Data provided:

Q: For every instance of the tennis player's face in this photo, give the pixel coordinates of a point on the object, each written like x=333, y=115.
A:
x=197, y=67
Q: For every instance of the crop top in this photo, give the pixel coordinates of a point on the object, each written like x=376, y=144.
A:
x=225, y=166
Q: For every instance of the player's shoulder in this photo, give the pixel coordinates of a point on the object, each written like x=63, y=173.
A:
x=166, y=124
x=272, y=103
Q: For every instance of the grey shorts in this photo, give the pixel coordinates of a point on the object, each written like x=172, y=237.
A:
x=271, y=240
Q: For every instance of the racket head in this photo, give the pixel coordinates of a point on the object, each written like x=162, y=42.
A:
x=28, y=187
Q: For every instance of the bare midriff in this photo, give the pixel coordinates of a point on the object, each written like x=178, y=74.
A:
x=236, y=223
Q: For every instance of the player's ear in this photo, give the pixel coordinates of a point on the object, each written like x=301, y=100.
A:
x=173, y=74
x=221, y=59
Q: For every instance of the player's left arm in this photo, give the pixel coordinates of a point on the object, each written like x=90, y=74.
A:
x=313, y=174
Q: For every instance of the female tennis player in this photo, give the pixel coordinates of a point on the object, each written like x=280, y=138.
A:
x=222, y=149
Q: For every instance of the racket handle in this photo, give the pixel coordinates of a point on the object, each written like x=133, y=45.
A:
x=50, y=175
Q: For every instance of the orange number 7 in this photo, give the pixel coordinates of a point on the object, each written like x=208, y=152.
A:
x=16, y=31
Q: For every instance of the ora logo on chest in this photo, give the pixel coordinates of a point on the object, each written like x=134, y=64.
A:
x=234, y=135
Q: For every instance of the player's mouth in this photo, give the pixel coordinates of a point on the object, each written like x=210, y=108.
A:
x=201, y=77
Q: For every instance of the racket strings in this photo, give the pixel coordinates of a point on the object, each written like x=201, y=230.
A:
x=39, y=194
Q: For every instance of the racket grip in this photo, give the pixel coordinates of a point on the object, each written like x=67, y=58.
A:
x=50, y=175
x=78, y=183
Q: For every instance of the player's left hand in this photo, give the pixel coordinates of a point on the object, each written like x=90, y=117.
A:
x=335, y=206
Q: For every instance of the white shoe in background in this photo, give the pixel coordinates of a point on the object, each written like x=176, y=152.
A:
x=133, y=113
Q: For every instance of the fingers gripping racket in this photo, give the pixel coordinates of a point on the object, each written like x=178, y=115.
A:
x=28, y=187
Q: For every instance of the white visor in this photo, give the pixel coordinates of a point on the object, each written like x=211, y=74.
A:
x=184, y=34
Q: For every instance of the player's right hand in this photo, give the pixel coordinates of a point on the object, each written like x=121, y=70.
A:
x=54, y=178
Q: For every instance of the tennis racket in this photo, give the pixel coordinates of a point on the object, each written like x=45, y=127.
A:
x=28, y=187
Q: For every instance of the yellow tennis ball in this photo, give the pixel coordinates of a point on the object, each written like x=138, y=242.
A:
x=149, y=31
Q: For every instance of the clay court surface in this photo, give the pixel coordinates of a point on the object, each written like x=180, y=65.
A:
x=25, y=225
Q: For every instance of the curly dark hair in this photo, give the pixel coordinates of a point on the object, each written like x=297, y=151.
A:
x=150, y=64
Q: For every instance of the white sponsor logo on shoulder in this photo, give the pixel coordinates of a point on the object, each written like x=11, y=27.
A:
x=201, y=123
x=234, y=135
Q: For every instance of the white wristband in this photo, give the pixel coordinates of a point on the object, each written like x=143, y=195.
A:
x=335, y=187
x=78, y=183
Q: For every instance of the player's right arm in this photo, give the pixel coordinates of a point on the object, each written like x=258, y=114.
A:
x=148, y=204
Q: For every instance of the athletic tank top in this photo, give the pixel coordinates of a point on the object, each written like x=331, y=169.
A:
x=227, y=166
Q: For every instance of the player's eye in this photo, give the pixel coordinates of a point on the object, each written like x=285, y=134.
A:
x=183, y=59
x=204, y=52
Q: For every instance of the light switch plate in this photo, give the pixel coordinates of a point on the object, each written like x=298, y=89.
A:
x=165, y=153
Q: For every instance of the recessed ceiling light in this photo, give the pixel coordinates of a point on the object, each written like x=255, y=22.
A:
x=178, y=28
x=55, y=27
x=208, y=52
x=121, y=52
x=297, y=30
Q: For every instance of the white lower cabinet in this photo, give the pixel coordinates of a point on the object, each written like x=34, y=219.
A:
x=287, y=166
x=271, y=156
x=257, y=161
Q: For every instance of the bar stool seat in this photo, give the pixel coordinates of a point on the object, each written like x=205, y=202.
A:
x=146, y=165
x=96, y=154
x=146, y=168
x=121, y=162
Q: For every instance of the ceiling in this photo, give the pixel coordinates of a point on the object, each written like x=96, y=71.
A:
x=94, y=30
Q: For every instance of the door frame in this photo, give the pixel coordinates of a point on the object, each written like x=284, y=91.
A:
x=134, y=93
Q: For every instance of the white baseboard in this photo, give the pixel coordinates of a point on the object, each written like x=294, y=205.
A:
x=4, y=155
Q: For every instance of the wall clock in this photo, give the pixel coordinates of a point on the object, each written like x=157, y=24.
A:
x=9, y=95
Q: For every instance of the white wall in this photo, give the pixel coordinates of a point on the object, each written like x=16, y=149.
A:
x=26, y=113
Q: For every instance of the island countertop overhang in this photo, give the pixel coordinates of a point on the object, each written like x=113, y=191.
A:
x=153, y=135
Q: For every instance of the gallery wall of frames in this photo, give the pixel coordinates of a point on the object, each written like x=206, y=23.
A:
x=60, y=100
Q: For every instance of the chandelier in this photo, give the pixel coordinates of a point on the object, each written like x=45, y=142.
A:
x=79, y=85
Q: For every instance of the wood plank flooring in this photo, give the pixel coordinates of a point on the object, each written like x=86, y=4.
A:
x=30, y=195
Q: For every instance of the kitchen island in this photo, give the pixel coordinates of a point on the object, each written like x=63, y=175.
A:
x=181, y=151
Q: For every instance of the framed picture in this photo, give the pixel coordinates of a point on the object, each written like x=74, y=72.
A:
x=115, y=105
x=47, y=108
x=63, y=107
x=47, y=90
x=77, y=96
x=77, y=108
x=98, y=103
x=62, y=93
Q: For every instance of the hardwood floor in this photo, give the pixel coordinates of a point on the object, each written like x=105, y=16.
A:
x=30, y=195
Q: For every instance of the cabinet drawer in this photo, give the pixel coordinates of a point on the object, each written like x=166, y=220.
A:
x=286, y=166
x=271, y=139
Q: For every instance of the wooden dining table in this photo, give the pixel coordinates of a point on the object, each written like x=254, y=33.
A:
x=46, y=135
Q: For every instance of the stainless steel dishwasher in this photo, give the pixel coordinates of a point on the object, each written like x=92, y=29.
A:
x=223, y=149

Try it:
Working through the records above, establish how many lines contain the string "light", and reply with the number by itself.

Final answer:
2